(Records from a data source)
============

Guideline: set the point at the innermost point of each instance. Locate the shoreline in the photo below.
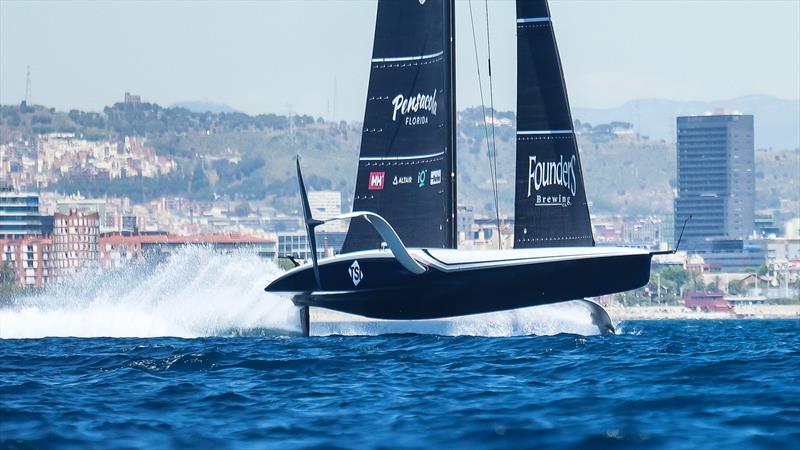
(676, 312)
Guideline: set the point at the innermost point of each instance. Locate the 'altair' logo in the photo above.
(413, 104)
(543, 174)
(355, 273)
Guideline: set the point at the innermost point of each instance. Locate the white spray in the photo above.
(196, 292)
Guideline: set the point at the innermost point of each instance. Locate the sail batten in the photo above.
(405, 169)
(550, 207)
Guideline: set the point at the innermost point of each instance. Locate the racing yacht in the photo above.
(400, 258)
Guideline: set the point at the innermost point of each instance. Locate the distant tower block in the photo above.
(28, 86)
(132, 99)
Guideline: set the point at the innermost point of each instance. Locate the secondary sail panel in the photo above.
(405, 163)
(550, 208)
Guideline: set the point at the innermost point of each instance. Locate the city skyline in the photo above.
(606, 63)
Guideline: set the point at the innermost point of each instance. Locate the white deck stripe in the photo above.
(533, 19)
(408, 58)
(398, 158)
(535, 132)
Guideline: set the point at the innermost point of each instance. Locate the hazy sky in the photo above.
(270, 56)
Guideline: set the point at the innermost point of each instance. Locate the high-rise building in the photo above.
(716, 178)
(75, 237)
(19, 214)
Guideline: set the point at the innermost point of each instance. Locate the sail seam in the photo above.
(538, 132)
(533, 19)
(408, 58)
(399, 158)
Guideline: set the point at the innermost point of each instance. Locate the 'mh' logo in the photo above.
(376, 181)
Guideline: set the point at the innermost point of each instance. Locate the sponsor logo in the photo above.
(355, 273)
(376, 181)
(436, 176)
(402, 180)
(408, 107)
(551, 173)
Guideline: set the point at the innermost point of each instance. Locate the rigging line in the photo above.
(494, 143)
(492, 167)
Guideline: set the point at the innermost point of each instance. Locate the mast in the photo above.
(453, 126)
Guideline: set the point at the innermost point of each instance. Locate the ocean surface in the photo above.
(86, 365)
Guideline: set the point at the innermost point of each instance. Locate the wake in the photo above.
(197, 292)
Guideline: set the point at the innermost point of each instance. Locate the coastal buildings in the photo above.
(75, 236)
(19, 214)
(716, 178)
(28, 258)
(716, 188)
(326, 205)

============

**Set problem:** Reproduce every entry word for word, but omit the pictures.

**Response for this exercise:**
Guideline: set the point at the innermost point of each instance. Locate the shoreline in the photo below.
(676, 312)
Guideline: set the point at the innermost point of each instance. Locate the 'altair' logo in the photo above.
(413, 104)
(543, 174)
(355, 273)
Guideline: set the point at the innermost point of each instance. Locate the white spray in the photo above.
(196, 292)
Guideline: set the point at the innermost point of each instance. Locate the sail batten in the photo above.
(405, 169)
(550, 207)
Guideline: set the point at the innermost point of each instance. Locate the racing yacht in the photo above.
(400, 258)
Guideline: set the point at the innermost point of each instance. Locate the distant tower block in the photo above.
(28, 86)
(132, 99)
Guideline: set the point at the innermost point of each instance. Locate the secondary sail panel in the photo above.
(405, 163)
(550, 208)
Guideline: set the point at the innermost point of each instance. Locate the city skyline in the photo above.
(606, 63)
Guideline: set the point at the innermost point of each instance. Locate the white deck stripe in the photo above.
(533, 19)
(408, 58)
(398, 158)
(535, 132)
Guideline: set the point at the innermost point of each instance. Locate the hazy sky in the photo above.
(270, 56)
Guideline: set the point at the innermost point of each instance. Locate the high-rise building in the photo above.
(716, 178)
(75, 237)
(19, 214)
Guideline: set the point at the innermost point of each instance. Locate the sail seam in the photo above.
(538, 132)
(533, 19)
(408, 58)
(399, 158)
Guideline: set the point at the innermost point of each instance. Locate the 'mh' logo in the photo above.
(376, 181)
Guideline: set the point at the innermost point of each instance. Locate the sponsor logo in the photo above.
(355, 273)
(376, 181)
(436, 176)
(402, 180)
(408, 107)
(551, 173)
Guideline: set the point at the innermost point of each instance. Locate the rigging line in the photo above.
(494, 143)
(492, 167)
Guideline: set the point at the innermost point of each instance. Locate the mast in the photo above.
(453, 126)
Guideline: set the point at the innermost point of each instance. Locate the ocean surface in the photo above.
(86, 365)
Guideline: set the point at the innermost point of each instance. Locate the wake in the photo above.
(197, 292)
Guideline: set the point at the innermost point of each instance. Locate the coastal buildings in the photo above.
(75, 236)
(19, 214)
(716, 178)
(28, 258)
(716, 188)
(326, 205)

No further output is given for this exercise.